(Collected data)

[Start of section]

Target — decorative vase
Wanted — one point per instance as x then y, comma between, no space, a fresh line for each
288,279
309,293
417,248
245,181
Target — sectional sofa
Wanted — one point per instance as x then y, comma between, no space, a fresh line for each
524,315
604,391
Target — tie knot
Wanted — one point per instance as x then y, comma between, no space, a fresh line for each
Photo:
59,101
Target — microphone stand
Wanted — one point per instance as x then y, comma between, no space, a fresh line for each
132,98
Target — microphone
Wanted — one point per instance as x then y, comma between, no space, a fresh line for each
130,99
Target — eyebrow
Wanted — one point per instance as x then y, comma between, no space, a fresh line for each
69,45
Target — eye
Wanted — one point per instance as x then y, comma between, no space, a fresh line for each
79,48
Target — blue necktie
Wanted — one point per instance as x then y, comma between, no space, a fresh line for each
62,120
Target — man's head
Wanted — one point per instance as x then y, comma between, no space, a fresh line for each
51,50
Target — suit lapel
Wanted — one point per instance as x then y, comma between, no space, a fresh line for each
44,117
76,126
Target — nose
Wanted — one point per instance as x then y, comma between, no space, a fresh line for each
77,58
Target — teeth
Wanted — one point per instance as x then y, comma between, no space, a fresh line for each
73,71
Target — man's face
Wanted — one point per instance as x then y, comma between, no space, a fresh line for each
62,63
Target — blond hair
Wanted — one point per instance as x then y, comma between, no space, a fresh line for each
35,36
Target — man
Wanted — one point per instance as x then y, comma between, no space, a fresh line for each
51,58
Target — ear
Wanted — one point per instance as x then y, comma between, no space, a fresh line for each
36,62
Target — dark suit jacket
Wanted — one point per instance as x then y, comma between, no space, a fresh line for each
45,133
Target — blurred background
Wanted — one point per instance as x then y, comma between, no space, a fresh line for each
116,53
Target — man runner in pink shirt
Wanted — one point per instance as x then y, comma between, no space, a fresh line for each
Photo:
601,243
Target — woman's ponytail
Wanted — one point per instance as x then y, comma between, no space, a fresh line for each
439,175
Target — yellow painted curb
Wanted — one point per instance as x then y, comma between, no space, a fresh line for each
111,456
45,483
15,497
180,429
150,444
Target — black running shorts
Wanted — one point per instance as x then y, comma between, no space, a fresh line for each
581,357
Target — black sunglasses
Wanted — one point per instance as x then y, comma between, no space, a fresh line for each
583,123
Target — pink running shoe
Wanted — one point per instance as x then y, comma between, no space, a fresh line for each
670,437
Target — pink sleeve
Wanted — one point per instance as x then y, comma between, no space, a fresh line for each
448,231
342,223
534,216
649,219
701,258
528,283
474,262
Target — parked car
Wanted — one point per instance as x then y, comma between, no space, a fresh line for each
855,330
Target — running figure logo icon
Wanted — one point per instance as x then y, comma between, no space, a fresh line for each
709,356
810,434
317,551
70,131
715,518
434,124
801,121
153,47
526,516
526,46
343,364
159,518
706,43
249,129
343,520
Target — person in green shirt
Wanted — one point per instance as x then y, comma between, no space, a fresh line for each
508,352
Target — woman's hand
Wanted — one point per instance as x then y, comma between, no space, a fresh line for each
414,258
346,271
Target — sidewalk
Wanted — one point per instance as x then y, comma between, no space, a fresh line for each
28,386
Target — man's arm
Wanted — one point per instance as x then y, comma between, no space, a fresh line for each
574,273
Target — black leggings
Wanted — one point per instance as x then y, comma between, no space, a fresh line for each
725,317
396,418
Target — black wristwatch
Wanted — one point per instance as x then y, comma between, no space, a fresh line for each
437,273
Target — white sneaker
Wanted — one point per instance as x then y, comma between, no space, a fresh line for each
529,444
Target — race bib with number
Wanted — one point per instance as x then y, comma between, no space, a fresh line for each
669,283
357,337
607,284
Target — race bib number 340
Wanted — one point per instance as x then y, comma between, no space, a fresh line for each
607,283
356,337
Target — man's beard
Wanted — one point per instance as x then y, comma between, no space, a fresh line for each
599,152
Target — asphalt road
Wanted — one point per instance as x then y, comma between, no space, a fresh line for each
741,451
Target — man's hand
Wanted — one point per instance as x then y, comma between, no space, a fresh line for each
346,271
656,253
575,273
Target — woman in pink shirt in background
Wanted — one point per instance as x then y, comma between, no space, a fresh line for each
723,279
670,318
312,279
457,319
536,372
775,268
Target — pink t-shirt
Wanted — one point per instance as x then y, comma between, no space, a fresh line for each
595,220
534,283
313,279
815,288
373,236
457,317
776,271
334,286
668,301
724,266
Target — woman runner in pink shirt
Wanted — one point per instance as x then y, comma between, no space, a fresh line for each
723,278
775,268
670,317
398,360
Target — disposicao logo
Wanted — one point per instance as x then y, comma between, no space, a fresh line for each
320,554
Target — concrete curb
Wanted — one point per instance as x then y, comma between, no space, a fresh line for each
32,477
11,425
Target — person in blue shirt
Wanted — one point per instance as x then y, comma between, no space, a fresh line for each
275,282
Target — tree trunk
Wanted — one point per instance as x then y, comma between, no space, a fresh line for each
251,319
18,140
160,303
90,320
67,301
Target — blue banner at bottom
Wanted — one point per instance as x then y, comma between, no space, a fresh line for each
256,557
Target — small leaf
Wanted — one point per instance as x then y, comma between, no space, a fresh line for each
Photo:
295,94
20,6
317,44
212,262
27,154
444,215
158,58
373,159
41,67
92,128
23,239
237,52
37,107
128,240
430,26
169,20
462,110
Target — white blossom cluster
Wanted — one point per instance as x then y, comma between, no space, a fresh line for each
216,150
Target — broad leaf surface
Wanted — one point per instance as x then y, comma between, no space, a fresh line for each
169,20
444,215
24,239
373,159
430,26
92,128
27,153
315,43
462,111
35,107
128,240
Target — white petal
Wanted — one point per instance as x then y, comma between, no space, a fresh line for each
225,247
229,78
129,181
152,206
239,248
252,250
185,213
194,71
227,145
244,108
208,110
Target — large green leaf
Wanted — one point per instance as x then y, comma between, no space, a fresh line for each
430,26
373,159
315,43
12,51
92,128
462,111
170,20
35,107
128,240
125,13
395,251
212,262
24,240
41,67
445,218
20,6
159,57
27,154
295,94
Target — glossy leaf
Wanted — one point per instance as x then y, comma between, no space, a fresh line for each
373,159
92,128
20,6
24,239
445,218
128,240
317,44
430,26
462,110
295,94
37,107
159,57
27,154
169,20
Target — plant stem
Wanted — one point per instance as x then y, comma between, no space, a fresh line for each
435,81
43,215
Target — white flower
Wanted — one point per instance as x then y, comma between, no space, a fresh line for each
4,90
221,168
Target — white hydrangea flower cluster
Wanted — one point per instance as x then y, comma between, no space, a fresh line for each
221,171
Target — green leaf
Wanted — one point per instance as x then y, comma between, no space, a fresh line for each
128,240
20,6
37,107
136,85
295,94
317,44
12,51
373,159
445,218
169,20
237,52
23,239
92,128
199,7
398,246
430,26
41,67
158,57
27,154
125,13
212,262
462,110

[End of section]

Find the word "number" in the records, and report each line that has it.

Target — race bib with number
Target — race bib number 340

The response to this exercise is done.